Exercise inputs -
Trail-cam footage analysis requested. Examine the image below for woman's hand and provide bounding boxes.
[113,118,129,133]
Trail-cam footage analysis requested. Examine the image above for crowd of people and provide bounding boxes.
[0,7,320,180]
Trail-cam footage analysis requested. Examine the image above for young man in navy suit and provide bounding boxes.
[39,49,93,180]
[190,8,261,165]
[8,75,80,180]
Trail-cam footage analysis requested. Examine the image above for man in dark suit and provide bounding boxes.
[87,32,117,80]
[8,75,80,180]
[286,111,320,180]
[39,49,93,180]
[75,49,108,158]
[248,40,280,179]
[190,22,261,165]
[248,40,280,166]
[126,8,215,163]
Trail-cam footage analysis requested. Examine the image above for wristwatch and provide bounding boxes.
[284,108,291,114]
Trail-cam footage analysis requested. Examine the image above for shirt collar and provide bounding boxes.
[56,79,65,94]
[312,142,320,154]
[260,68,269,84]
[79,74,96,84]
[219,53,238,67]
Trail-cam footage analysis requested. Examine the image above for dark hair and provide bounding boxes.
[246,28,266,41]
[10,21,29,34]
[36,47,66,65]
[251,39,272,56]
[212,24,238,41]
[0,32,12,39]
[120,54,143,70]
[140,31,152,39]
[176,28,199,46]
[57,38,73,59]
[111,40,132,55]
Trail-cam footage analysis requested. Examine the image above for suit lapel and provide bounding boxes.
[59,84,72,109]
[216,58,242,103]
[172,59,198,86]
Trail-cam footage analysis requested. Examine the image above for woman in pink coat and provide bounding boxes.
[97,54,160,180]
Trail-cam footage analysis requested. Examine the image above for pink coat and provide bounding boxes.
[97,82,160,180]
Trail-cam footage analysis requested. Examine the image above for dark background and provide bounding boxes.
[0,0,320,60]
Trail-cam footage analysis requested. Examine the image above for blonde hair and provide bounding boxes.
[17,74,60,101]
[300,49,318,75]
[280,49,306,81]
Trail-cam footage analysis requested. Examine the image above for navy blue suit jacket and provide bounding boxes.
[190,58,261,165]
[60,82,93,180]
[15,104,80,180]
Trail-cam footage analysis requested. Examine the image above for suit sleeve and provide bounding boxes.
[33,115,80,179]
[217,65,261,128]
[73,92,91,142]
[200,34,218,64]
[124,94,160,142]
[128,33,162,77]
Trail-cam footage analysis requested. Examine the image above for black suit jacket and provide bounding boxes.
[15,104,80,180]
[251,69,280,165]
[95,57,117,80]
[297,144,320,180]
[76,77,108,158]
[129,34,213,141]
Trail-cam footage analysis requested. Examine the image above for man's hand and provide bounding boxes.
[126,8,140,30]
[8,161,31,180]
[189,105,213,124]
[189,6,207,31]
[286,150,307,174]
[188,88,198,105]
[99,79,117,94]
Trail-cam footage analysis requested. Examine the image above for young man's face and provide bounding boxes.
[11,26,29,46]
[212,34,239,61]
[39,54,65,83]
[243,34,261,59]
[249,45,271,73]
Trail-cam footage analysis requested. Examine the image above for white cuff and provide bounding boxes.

What the task asks - Arrange every line above into a Markdown table with the columns "No." and "Line", numbering the rows in order and omitting any blank lines.

Solution to this exercise -
| No. | Line |
|---|---|
| 1 | Trail-cam footage analysis requested. Examine the image below for woman's hand and provide bounding boxes. |
| 2 | [113,118,129,133] |
| 3 | Trail-cam footage analysis requested. Examine the image above for crowd of people and provide bounding boxes. |
| 4 | [0,7,320,180] |
| 5 | Trail-cam footage analysis requested. Examine the image above for young man in navy suit and provide bounding boxes. |
| 6 | [39,49,93,180] |
| 7 | [190,8,261,165] |
| 8 | [8,75,80,180] |
| 9 | Trail-cam footage analysis requested. Examine the image above for man in dark suit and provide bounding boxes. |
| 10 | [87,32,117,80] |
| 11 | [8,75,80,180] |
| 12 | [286,111,320,180] |
| 13 | [39,49,93,180] |
| 14 | [75,49,108,158] |
| 15 | [248,40,280,179] |
| 16 | [190,22,261,165] |
| 17 | [248,40,280,166] |
| 18 | [126,8,215,163] |
| 19 | Trail-cam footage analysis requested. Examine the image above for wristwatch and provide bounding boxes. |
| 20 | [284,108,291,114] |
| 21 | Trail-cam footage analysis requested. Examine the image above for shirt collar and provide bounding boxes. |
| 22 | [56,79,65,94] |
| 23 | [312,142,320,154] |
| 24 | [260,68,269,84] |
| 25 | [79,74,96,84] |
| 26 | [219,53,238,67] |
| 27 | Trail-cam footage analysis requested. Examine the image above for dark hair and provide bounding boxes. |
| 28 | [246,28,266,41] |
| 29 | [10,21,29,34] |
| 30 | [36,47,66,65] |
| 31 | [251,39,272,56] |
| 32 | [212,24,238,41] |
| 33 | [0,32,12,39] |
| 34 | [120,54,143,70] |
| 35 | [140,31,152,39] |
| 36 | [176,28,199,46] |
| 37 | [57,38,73,59] |
| 38 | [111,40,132,55] |
| 39 | Trail-cam footage analysis requested. Examine the image above for suit lapel and provide bounding boxes. |
| 40 | [59,84,72,109] |
| 41 | [216,58,242,103] |
| 42 | [172,59,198,86] |
| 43 | Trail-cam footage analysis requested. Examine the image above for woman in pink coat and provide bounding boxes. |
| 44 | [97,54,160,180] |
| 45 | Trail-cam footage analysis requested. Examine the image above for pink coat and provide bounding boxes. |
| 46 | [97,82,160,180] |
| 47 | Trail-cam footage analysis requested. Examine the image above for dark background and provide bounding boxes. |
| 48 | [0,0,320,60] |
| 49 | Trail-cam footage analysis requested. Examine the image above for blonde hair and provide bounding boxes. |
| 50 | [17,74,60,101] |
| 51 | [300,49,318,75] |
| 52 | [280,49,306,81] |
| 53 | Trail-cam footage analysis requested. Examine the image above for navy blue suit jacket and provide bounding boxes. |
| 54 | [190,58,261,165] |
| 55 | [60,82,93,180] |
| 56 | [15,104,80,180] |
| 57 | Trail-cam footage analysis requested. Examine the image above for suit sleeve and provide bounding boxes. |
| 58 | [33,115,80,179] |
| 59 | [217,65,261,128] |
| 60 | [73,92,91,142] |
| 61 | [200,34,218,64] |
| 62 | [124,94,160,142] |
| 63 | [128,33,162,77] |
| 64 | Trail-cam footage analysis requested. Examine the image above for black suit jacket and provide bounding boxes. |
| 65 | [15,104,80,180] |
| 66 | [251,69,280,165] |
| 67 | [95,57,117,80] |
| 68 | [297,144,320,180] |
| 69 | [76,77,108,158] |
| 70 | [129,34,213,141] |
| 71 | Trail-cam footage analysis requested. Examine the image above for man's hand and provide bounding boxes. |
| 72 | [126,8,140,30] |
| 73 | [8,161,31,180] |
| 74 | [189,105,213,124] |
| 75 | [189,6,207,31] |
| 76 | [286,150,307,174] |
| 77 | [188,88,198,105] |
| 78 | [99,79,117,94] |
| 79 | Trail-cam footage analysis requested. Examine the image above for young man's face and provide bounding boxes. |
| 80 | [11,26,29,46] |
| 81 | [212,34,239,61] |
| 82 | [39,54,65,83] |
| 83 | [243,34,261,59] |
| 84 | [249,45,271,73] |
| 85 | Trail-cam footage analysis requested. Examine the image above for white cuff and provide bounding boxes. |